#### BRIEF
Copy the data below line for line, leaving out the pictures.

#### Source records
------------------------------
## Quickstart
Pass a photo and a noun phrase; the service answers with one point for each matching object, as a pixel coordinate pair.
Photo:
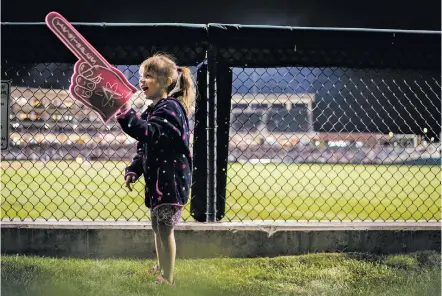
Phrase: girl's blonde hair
(182, 86)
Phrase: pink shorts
(167, 215)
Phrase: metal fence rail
(285, 128)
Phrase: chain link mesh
(305, 143)
(334, 144)
(63, 162)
------------------------------
#### EXERCISE SOLUTION
## Quickstart
Pass a photo and a noun phrase; the service answers with one point for each matching object, as a pixel coordinate pair.
Photo:
Phrase: girl's blonde hair
(182, 86)
Phrase: pink shorts
(167, 215)
Phrase: metal fence rail
(285, 128)
Phrase: chain link mesh
(305, 143)
(334, 144)
(63, 162)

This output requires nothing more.